* **OBJECTIVE**: Pull out every line of the listing that contains the string "covered". Case counts.

* **DATASET EXCERPTS**:
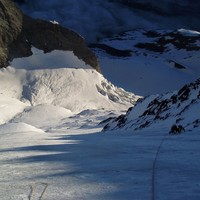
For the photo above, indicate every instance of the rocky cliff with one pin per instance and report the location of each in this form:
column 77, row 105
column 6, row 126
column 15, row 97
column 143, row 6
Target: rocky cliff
column 19, row 32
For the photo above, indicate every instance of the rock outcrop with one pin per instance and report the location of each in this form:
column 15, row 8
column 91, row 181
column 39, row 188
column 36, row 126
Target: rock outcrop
column 19, row 32
column 180, row 107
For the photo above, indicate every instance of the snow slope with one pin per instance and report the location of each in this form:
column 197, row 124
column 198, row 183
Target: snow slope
column 61, row 79
column 150, row 61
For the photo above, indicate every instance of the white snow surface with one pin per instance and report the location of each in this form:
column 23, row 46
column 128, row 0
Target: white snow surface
column 51, row 146
column 147, row 72
column 59, row 78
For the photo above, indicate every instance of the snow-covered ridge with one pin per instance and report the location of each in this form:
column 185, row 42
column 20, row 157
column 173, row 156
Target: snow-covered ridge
column 150, row 61
column 162, row 111
column 61, row 79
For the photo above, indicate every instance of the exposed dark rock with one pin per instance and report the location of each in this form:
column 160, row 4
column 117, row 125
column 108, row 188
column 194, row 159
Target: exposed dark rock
column 163, row 108
column 177, row 39
column 19, row 32
column 111, row 50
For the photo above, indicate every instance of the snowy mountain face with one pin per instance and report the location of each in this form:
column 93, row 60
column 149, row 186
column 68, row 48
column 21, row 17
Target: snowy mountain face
column 162, row 111
column 100, row 18
column 150, row 61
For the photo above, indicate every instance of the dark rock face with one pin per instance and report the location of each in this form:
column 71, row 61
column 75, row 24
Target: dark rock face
column 19, row 32
column 164, row 109
column 10, row 28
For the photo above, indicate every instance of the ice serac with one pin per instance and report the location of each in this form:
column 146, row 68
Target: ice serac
column 156, row 111
column 20, row 32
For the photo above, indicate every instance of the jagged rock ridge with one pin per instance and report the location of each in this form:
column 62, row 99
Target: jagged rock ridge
column 19, row 32
column 165, row 110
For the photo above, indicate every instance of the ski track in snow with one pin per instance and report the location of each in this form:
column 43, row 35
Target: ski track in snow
column 85, row 164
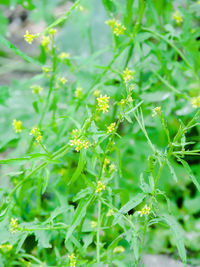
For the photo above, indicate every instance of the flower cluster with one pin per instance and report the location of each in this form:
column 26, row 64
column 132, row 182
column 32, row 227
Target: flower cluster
column 29, row 37
column 93, row 224
column 100, row 187
column 177, row 17
column 72, row 259
column 116, row 26
column 110, row 213
column 128, row 75
column 111, row 127
column 144, row 211
column 36, row 132
column 156, row 111
column 63, row 56
column 78, row 92
column 79, row 143
column 17, row 126
column 119, row 249
column 36, row 89
column 103, row 103
column 14, row 225
column 196, row 102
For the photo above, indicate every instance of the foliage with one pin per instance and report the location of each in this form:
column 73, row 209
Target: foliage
column 100, row 147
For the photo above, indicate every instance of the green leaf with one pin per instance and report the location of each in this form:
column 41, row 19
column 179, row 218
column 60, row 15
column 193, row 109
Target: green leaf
column 178, row 235
column 190, row 173
column 79, row 215
column 17, row 51
column 80, row 166
column 128, row 206
column 4, row 95
column 172, row 171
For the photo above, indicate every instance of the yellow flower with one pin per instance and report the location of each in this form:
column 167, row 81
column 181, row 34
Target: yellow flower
column 112, row 167
column 93, row 224
column 36, row 89
column 96, row 93
column 17, row 126
column 110, row 213
column 119, row 249
column 78, row 92
column 116, row 26
column 46, row 69
column 119, row 29
column 62, row 80
column 103, row 103
column 79, row 143
column 36, row 132
column 13, row 225
column 196, row 102
column 156, row 111
column 63, row 55
column 29, row 37
column 72, row 259
column 52, row 32
column 111, row 127
column 6, row 247
column 177, row 17
column 75, row 133
column 100, row 187
column 128, row 75
column 144, row 211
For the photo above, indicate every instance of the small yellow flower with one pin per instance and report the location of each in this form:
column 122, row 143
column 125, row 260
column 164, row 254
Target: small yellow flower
column 196, row 102
column 111, row 22
column 156, row 111
column 119, row 249
column 75, row 133
column 36, row 132
column 63, row 55
column 112, row 167
column 78, row 92
column 103, row 103
column 29, row 37
column 45, row 41
column 52, row 32
column 119, row 29
column 144, row 211
column 46, row 70
column 111, row 127
column 17, row 126
column 96, row 93
column 72, row 259
column 6, row 247
column 128, row 75
column 93, row 224
column 36, row 89
column 14, row 225
column 100, row 187
column 177, row 17
column 110, row 213
column 116, row 26
column 62, row 80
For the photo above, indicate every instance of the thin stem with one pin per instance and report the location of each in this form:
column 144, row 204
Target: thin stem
column 98, row 230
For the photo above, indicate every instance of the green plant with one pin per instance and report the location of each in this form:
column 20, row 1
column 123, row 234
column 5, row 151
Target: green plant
column 109, row 168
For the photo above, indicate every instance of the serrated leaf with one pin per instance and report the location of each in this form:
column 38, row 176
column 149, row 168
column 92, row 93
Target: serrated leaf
column 128, row 206
column 79, row 215
column 172, row 171
column 190, row 173
column 178, row 235
column 80, row 166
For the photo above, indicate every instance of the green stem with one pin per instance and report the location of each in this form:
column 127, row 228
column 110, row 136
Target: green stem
column 98, row 230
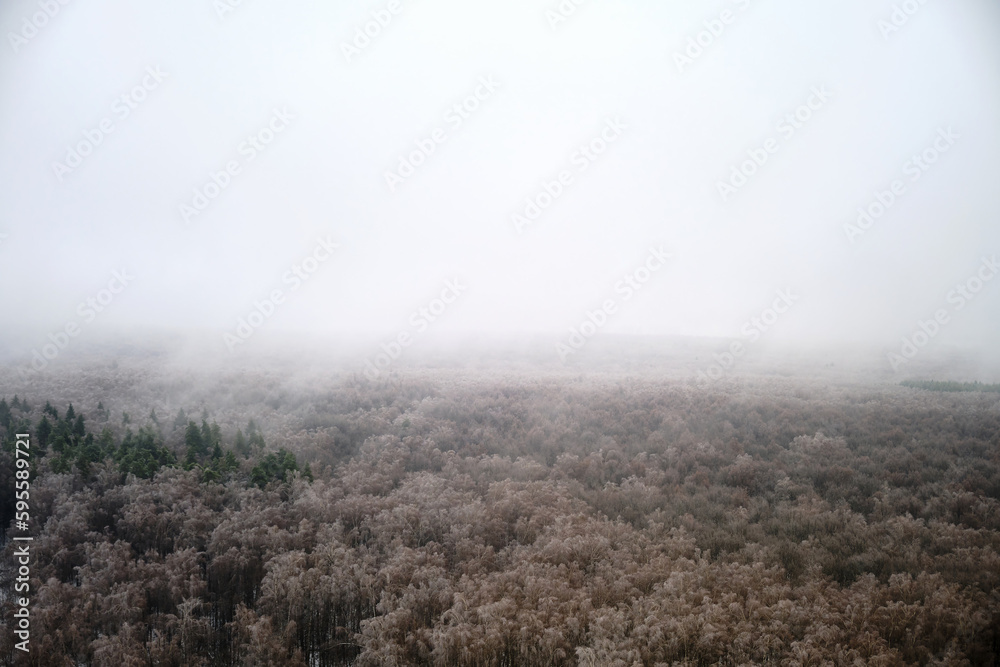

* **RESPONSE TO THE TASK**:
For the photo above, indicate every instance of the snow-covered ridge with one pin per instance and report the location of each in this form:
Target: snow-covered ridge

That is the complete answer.